Convert every line of the entries into a Markdown table with two columns, Row and Line, numbering the rows in order and leaving out blank lines.

- **Records supplied**:
******

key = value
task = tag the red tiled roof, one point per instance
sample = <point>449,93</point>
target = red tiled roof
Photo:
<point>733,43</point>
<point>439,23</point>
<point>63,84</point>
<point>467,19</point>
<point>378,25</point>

******

- **Task output**:
| Row | Line |
|---|---|
| 1 | key = value |
| 2 | task = tag the red tiled roof, one point per instance |
| 3 | sample = <point>449,93</point> |
| 4 | target = red tiled roof |
| 5 | Photo: |
| 6 | <point>733,43</point> |
| 7 | <point>439,23</point> |
| 8 | <point>63,84</point> |
| 9 | <point>467,19</point> |
| 10 | <point>378,25</point> |